"""

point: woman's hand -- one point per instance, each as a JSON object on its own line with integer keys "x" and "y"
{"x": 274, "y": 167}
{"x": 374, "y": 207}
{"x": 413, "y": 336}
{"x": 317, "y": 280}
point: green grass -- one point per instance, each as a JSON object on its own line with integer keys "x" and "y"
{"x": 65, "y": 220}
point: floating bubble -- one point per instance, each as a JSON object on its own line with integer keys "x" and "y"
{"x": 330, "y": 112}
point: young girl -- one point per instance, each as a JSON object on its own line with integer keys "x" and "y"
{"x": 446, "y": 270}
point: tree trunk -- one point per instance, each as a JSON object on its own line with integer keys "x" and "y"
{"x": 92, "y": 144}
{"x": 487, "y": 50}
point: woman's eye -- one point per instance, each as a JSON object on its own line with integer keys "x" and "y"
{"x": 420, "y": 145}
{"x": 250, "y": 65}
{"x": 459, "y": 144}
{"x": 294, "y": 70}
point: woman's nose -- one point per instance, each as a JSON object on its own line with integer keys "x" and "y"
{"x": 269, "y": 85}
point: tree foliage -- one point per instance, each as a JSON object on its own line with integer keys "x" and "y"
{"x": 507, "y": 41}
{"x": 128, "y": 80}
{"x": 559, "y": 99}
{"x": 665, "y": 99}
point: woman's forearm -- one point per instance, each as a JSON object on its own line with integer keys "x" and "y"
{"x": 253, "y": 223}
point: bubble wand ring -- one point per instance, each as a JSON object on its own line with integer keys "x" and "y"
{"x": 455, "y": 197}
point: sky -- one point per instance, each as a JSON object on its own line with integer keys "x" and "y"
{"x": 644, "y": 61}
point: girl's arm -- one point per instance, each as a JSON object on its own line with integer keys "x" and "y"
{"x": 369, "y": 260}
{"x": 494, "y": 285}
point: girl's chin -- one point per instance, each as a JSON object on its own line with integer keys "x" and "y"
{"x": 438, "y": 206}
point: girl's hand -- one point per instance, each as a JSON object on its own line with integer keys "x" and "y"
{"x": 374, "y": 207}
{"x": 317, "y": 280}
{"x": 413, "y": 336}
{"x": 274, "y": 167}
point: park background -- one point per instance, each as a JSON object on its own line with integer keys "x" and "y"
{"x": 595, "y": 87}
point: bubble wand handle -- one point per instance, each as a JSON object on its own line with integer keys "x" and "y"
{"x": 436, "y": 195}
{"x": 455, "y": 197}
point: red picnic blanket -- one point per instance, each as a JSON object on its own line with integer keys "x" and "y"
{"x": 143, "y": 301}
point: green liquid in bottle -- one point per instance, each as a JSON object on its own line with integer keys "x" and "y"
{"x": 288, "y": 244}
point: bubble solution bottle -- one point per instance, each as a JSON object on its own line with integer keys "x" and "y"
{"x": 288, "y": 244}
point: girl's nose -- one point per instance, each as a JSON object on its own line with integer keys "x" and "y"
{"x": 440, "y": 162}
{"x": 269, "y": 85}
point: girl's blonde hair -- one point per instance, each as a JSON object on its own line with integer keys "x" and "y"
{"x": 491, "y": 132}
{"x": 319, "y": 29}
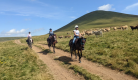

"""

| Brief |
Only the lines from the one containing "point: bubble solution" through the last line of the material are to be restated word for word; no picture is to be included.

| Response to the exercise |
point: bubble solution bottle -- one point per instance, each as a JSON object on its own line with integer keys "x" and "y"
{"x": 288, "y": 244}
point: girl's nose -- one point per instance, each as a JSON object on its own line with integer keys "x" and "y"
{"x": 440, "y": 162}
{"x": 269, "y": 85}
point: girl's blonde hair -- one point per instance, each as a JSON object on its own line with integer keys "x" and "y"
{"x": 491, "y": 132}
{"x": 319, "y": 29}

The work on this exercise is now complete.